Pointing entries
=-=-=-=-=
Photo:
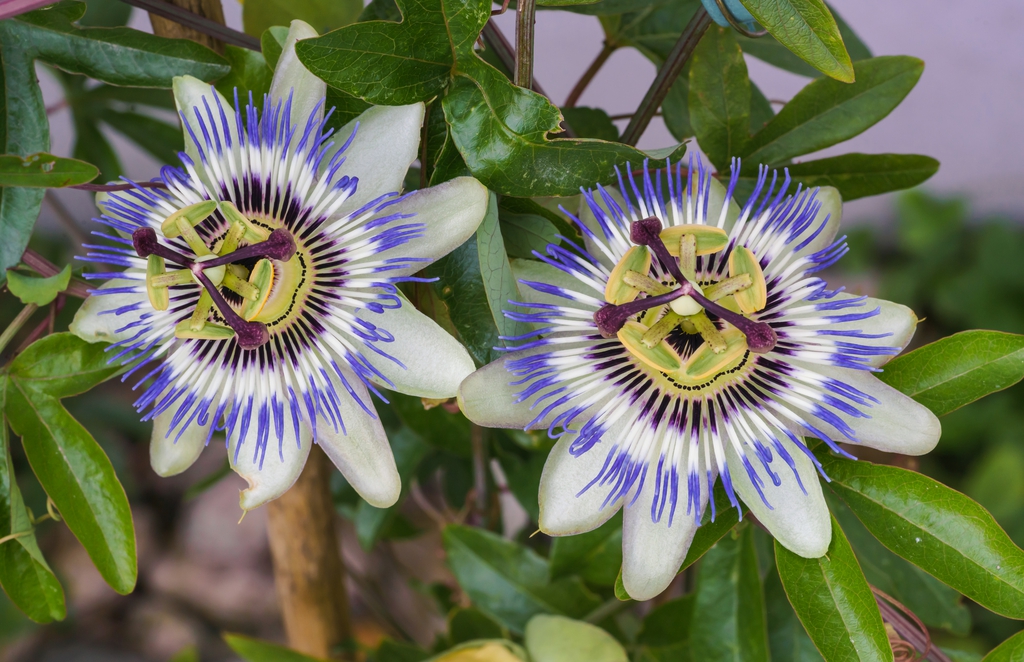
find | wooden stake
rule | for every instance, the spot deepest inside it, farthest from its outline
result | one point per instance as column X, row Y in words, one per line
column 307, row 564
column 211, row 9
=-=-=-=-=
Change every "instance" in the entries to "occurrence", keep all other wording as it is, and leave the pictures out.

Photo:
find | wooden stake
rule | for every occurrence, the spot deepest inside it, farthest from its outline
result | one point per occurrence as column X, row Y in words, one per line
column 307, row 564
column 211, row 9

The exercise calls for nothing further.